Provided material:
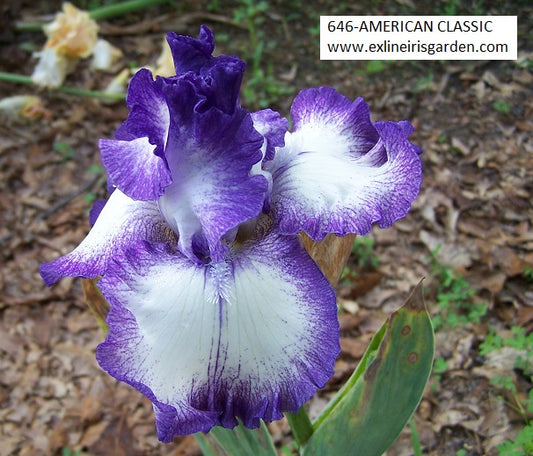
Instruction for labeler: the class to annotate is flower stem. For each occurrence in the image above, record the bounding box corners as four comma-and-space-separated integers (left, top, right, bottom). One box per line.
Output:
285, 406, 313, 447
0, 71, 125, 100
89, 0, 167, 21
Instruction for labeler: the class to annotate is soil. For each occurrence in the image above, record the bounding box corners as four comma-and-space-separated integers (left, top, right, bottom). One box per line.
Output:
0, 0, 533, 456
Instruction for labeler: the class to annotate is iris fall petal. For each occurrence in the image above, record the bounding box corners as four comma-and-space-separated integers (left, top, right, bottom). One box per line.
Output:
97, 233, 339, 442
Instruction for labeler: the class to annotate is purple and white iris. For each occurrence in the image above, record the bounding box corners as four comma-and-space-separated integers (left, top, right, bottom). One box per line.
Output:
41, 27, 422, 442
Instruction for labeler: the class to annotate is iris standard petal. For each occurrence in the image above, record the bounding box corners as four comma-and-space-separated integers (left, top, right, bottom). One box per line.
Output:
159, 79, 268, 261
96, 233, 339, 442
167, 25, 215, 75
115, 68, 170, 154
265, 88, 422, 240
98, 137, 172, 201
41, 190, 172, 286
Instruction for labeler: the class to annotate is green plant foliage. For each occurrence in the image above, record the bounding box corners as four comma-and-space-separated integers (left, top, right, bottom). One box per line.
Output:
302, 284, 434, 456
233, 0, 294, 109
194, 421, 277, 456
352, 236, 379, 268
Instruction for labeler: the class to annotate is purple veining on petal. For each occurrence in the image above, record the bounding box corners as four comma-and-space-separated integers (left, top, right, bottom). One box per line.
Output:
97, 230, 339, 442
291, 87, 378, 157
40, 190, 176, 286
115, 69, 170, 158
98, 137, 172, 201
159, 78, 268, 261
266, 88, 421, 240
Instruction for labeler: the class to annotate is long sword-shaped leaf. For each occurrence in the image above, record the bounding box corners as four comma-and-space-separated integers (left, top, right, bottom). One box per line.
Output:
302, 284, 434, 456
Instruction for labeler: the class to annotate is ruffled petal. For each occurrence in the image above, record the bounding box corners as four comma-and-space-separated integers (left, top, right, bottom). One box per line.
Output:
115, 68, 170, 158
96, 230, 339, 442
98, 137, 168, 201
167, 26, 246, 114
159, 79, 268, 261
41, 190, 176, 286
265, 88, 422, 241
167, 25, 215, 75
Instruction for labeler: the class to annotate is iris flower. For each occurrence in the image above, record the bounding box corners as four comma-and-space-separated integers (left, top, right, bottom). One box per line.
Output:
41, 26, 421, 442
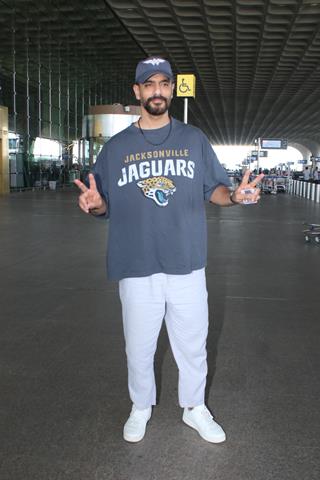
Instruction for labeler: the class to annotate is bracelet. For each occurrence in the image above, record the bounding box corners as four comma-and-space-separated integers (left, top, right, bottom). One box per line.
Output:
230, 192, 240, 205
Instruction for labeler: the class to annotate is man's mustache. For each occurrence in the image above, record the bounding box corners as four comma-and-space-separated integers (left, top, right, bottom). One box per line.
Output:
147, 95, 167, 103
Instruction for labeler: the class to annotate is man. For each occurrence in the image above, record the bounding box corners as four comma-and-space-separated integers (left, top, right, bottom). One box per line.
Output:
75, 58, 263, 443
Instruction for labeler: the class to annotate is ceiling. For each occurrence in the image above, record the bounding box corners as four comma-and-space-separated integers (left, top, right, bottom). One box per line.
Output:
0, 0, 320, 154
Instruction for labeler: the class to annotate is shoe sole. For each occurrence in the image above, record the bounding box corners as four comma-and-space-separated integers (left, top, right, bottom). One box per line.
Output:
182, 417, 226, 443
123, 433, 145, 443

Task objective: Please print, unchanged, the lines of the items from the line with "Instruction for labeler: the class to annotate is iris fall" to the line with "97, 233, 339, 442", both ends included.

Written response:
Instruction for labeler: the class to annotate is iris fall petal. For each occurrence in the image above, record the bounding box corners as four comma-and-space-separated integers (left, top, right, bottom). One box per line.
Output:
97, 233, 339, 442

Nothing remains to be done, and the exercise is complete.